* _WRITTEN PROBLEM 1_: In the records, turn the part that opens with the line containing "mark the adult leg | one pin per instance." and closes with the line containing "(1037, 199)" into a numbered list, leaving out blank lines, and include nothing beyond those lines.

* _PASSAGE PROVIDED_:

___

9 min read
Humans are highly visual beings. Beautiful design can improve virtually every human experience by providing clarity, simplicity, and organization. Our brains are wired to process visual information fast. These experiences grab our attention, keep us engaged, and help us take action.
Color is a fundamental aspect of any design. It can affect our mood, emotions, and how we feel about any given product, service, or experience.
In this article we want to explore how color can be used in self-service content to help trigger effective emotions, ease your customer’s journey, and channel your brand.
Color psychology is the science of how color affects human behavior. It is a branch of behavioral psychology that looks into how people’s everyday actions are influenced by the way they perceive different hues, values, and chromas of colors.
It is used quite often in the business and marketing world when deciding on brand colors that will invoke the right emotions and actions in an audience. Sometimes choosing the right, or wrong, colors can make a large impact on a person’s impression of the company. For example, many fast-food chains often choose red and yellow as primary logo colors, because they have been proven to invoke hunger.

___

* _RECORDS FOR PROCESSING_:
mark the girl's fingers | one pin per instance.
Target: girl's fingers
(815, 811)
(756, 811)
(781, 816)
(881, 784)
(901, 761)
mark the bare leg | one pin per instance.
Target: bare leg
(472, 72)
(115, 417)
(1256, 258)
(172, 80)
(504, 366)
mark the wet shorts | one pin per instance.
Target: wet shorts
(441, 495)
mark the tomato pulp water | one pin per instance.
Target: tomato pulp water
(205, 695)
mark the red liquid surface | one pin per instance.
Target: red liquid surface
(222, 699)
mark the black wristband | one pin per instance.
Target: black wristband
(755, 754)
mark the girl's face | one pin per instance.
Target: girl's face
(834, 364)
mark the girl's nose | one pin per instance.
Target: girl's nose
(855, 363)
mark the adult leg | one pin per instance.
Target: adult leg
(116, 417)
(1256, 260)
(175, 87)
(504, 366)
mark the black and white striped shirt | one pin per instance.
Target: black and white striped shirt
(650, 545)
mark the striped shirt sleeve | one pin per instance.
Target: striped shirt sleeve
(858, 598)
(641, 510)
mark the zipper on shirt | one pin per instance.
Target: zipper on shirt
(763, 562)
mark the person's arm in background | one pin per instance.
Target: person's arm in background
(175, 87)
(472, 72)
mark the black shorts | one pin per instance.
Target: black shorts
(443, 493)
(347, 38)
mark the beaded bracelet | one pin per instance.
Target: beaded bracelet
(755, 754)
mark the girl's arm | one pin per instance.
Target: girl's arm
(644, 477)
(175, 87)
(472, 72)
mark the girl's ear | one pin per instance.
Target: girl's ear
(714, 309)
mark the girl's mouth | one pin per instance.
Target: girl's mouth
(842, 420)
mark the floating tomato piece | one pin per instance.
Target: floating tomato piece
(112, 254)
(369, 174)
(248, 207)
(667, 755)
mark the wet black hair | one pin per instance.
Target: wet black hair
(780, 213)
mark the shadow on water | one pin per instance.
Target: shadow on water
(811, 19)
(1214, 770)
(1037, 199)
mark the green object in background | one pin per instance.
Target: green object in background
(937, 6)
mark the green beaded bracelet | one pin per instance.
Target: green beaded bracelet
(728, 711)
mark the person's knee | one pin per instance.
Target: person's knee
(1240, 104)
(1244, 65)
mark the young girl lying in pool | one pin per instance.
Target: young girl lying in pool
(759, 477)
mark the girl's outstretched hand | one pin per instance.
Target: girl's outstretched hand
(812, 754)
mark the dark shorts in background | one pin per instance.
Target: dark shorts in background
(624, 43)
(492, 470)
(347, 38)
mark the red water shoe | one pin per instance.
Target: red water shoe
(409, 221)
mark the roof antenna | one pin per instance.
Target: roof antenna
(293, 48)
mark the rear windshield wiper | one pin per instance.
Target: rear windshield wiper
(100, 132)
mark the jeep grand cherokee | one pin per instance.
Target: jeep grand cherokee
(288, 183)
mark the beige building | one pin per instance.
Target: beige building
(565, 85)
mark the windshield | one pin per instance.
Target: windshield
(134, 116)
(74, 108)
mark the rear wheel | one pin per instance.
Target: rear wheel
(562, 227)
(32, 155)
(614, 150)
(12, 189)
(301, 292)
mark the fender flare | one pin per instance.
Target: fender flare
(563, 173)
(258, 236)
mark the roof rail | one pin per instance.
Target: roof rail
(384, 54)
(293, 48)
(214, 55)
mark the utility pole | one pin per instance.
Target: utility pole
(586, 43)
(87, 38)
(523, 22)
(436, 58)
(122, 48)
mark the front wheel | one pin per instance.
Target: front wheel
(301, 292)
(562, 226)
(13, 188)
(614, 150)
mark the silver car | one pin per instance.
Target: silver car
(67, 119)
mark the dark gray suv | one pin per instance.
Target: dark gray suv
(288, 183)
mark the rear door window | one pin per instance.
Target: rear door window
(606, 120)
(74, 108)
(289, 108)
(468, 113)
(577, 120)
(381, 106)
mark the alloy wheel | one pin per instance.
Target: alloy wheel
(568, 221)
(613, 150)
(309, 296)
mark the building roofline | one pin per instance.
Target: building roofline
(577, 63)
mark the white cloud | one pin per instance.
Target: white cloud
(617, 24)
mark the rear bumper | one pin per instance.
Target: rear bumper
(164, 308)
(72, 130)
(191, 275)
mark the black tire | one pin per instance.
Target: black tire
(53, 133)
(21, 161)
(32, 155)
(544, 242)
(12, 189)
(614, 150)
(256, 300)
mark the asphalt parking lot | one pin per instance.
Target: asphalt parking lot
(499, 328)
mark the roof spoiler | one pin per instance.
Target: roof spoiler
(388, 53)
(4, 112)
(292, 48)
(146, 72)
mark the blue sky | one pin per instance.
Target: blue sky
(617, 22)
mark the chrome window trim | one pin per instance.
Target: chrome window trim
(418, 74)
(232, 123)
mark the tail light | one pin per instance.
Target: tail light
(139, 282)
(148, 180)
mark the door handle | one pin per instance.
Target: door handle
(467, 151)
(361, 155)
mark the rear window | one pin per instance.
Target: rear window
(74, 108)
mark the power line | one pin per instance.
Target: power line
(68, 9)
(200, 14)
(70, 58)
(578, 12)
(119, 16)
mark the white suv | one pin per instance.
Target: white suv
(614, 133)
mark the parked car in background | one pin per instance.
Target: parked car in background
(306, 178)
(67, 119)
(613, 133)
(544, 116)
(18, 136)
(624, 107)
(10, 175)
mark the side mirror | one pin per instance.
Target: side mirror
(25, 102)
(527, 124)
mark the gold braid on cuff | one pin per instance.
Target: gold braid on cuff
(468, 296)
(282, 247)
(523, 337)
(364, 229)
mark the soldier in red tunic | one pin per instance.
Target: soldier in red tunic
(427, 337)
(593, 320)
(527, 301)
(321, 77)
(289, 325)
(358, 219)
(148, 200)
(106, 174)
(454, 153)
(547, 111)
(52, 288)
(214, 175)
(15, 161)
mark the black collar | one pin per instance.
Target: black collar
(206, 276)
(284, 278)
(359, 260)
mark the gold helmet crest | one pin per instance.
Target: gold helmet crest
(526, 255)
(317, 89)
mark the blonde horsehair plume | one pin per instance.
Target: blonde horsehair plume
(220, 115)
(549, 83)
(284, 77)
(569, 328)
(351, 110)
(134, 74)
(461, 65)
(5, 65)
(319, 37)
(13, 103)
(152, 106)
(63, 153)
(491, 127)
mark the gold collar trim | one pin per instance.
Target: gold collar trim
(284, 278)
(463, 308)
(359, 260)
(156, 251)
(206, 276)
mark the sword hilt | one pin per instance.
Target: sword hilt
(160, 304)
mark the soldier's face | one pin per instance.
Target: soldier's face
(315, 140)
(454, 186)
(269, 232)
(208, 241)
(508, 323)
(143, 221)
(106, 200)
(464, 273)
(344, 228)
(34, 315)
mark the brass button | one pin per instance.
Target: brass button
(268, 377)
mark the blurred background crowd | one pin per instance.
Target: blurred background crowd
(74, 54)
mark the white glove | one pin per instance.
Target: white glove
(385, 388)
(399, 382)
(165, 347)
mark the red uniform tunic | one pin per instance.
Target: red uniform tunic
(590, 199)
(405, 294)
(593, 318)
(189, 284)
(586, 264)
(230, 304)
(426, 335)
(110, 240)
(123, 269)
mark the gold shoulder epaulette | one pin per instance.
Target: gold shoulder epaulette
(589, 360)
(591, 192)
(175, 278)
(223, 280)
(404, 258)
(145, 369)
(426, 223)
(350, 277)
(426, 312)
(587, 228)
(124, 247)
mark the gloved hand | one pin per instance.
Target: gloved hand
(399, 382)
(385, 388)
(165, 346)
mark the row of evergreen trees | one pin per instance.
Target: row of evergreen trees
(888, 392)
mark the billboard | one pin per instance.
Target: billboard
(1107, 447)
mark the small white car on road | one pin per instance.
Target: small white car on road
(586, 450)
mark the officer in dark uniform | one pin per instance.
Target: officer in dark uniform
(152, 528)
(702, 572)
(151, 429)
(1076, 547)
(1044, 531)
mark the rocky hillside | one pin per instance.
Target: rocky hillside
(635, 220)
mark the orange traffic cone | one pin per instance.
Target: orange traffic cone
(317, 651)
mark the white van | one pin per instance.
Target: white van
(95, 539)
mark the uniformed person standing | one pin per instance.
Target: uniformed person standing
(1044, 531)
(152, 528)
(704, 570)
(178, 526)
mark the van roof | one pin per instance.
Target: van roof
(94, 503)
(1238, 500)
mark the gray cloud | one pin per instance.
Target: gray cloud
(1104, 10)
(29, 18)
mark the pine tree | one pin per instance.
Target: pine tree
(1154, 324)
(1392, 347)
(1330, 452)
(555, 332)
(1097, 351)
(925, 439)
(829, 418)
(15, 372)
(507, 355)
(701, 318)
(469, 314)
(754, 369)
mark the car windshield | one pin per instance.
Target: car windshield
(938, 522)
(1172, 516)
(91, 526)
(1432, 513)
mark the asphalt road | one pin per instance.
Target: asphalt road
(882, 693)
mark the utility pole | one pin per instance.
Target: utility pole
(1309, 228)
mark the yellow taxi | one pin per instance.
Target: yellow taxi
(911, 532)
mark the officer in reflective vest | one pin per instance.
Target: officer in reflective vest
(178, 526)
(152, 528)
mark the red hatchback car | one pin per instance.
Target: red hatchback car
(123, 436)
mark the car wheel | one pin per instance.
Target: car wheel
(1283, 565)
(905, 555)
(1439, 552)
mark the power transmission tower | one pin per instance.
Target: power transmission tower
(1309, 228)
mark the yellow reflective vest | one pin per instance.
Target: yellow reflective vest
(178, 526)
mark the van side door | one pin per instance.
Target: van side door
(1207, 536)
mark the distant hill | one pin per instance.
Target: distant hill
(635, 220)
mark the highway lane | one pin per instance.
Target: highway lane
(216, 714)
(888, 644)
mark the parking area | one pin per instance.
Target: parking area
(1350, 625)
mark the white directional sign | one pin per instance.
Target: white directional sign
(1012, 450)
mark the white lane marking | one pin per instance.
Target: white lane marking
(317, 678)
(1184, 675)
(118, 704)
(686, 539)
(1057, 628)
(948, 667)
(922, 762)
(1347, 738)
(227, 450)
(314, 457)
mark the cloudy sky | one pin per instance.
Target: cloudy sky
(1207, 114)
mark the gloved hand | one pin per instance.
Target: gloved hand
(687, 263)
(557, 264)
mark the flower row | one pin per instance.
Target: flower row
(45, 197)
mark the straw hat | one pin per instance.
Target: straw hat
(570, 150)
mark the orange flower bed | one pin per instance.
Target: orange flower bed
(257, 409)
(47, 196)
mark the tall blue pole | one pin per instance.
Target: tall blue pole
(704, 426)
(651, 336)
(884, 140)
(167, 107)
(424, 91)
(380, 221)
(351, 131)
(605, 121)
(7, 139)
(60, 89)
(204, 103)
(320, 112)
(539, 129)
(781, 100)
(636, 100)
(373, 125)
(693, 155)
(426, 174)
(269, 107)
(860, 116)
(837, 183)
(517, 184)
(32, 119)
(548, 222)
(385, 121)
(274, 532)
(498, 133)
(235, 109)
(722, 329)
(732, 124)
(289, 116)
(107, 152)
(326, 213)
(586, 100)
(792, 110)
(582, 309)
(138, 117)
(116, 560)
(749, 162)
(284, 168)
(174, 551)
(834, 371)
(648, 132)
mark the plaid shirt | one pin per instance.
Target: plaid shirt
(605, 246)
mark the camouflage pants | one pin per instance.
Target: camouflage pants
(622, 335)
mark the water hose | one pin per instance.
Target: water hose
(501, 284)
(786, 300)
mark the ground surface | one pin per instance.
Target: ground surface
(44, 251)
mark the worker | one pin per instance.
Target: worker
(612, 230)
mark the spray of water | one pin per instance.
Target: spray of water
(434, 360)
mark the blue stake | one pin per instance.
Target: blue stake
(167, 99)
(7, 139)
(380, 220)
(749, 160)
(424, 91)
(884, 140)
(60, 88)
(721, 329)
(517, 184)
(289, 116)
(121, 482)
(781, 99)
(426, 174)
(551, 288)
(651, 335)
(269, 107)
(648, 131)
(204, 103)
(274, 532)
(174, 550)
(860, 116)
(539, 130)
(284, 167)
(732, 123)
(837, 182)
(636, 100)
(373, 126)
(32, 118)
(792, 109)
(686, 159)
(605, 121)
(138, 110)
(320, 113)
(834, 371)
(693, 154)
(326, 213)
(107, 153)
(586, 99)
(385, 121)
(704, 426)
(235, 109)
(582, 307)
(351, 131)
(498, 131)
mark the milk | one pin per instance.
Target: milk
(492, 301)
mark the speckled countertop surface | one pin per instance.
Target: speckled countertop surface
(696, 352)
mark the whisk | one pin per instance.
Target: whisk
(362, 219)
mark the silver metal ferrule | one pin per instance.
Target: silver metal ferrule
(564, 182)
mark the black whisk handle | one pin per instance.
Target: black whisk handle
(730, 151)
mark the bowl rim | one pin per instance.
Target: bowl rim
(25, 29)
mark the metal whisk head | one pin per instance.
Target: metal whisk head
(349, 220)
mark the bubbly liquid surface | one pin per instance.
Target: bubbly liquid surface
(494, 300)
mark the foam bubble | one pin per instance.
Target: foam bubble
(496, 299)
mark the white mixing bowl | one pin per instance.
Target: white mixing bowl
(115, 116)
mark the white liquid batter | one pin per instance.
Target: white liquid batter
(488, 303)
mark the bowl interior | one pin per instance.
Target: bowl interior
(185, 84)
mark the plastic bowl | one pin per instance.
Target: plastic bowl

___

* _WRITTEN PROBLEM 2_: Copy the whole text on color in design word for word.

* _FULL OUTPUT 1_:
1. mark the adult leg | one pin per instance.
2. Target: adult leg
3. (116, 417)
4. (1256, 260)
5. (175, 87)
6. (504, 366)
7. mark the black and white striped shirt | one pin per instance.
8. Target: black and white striped shirt
9. (650, 545)
10. mark the striped shirt sleeve | one pin per instance.
11. Target: striped shirt sleeve
12. (858, 598)
13. (641, 510)
14. mark the zipper on shirt | one pin per instance.
15. Target: zipper on shirt
16. (763, 562)
17. mark the person's arm in background | one pin per instance.
18. Target: person's arm in background
19. (175, 87)
20. (472, 72)
21. mark the black shorts | one pin per instance.
22. Target: black shorts
23. (443, 493)
24. (347, 38)
25. mark the beaded bracelet | one pin per instance.
26. Target: beaded bracelet
27. (755, 754)
28. mark the girl's arm | one pin per instance.
29. Target: girl's arm
30. (644, 477)
31. (175, 87)
32. (472, 72)
33. mark the girl's ear | one pin per instance.
34. Target: girl's ear
35. (714, 309)
36. mark the girl's mouth | one pin per instance.
37. Target: girl's mouth
38. (842, 420)
39. mark the floating tomato piece | one pin per instance.
40. Target: floating tomato piece
41. (112, 254)
42. (369, 174)
43. (248, 207)
44. (667, 755)
45. mark the wet black hair | one pin per instance.
46. Target: wet black hair
47. (780, 213)
48. mark the shadow on water | one pin per instance.
49. Target: shadow on water
50. (811, 19)
51. (1214, 770)
52. (1037, 199)

* _FULL OUTPUT 2_:
9 min read
Humans are highly visual beings. Beautiful design can improve virtually every human experience by providing clarity, simplicity, and organization. Our brains are wired to process visual information fast. These experiences grab our attention, keep us engaged, and help us take action.
Color is a fundamental aspect of any design. It can affect our mood, emotions, and how we feel about any given product, service, or experience.
In this article we want to explore how color can be used in self-service content to help trigger effective emotions, ease your customer’s journey, and channel your brand.
Color psychology is the science of how color affects human behavior. It is a branch of behavioral psychology that looks into how people’s everyday actions are influenced by the way they perceive different hues, values, and chromas of colors.
It is used quite often in the business and marketing world when deciding on brand colors that will invoke the right emotions and actions in an audience. Sometimes choosing the right, or wrong, colors can make a large impact on a person’s impression of the company. For example, many fast-food chains often choose red and yellow as primary logo colors, because they have been proven to invoke hunger.